Of the material below, the lines to be retyped are those from the line containing "positive clicks: (474, 275)" through the line containing "229L496 230L497 261H505ZM462", inclusive; reproduce them exactly.

(Beginning of Information given)

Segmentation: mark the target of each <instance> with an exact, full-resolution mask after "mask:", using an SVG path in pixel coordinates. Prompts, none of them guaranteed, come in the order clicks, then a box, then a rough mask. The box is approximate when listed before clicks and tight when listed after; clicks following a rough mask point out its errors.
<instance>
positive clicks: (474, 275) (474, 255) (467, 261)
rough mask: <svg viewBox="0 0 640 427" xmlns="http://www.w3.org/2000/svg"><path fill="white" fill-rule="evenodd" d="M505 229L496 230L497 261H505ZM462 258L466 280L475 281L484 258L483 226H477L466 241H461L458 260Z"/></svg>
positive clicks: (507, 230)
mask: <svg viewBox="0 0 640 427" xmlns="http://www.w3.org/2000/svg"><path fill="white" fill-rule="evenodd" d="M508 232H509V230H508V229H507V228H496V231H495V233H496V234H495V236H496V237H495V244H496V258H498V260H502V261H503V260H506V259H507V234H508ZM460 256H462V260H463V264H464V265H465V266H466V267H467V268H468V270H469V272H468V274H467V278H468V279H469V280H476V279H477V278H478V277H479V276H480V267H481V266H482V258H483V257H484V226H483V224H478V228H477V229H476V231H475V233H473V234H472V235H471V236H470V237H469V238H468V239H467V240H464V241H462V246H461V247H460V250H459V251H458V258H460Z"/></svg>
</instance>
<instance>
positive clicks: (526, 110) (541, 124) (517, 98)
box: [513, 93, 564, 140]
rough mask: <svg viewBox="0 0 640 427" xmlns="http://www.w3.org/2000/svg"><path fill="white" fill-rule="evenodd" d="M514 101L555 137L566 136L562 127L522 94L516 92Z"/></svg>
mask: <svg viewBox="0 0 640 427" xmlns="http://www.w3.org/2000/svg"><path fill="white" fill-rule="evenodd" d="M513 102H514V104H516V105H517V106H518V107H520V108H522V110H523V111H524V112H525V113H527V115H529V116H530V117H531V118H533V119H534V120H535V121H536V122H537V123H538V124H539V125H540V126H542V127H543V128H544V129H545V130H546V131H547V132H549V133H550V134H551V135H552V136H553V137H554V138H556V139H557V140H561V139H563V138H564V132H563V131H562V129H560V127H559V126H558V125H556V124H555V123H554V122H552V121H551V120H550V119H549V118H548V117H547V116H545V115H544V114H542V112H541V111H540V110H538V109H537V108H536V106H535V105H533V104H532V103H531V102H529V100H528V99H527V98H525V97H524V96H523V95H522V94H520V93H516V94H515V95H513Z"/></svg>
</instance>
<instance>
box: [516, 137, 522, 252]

(End of Information given)

### Response to this task
positive clicks: (474, 275) (474, 255) (467, 261)
rough mask: <svg viewBox="0 0 640 427" xmlns="http://www.w3.org/2000/svg"><path fill="white" fill-rule="evenodd" d="M505 229L496 230L497 261H505ZM462 258L466 280L475 281L484 258L483 226H477L466 241H461L458 260Z"/></svg>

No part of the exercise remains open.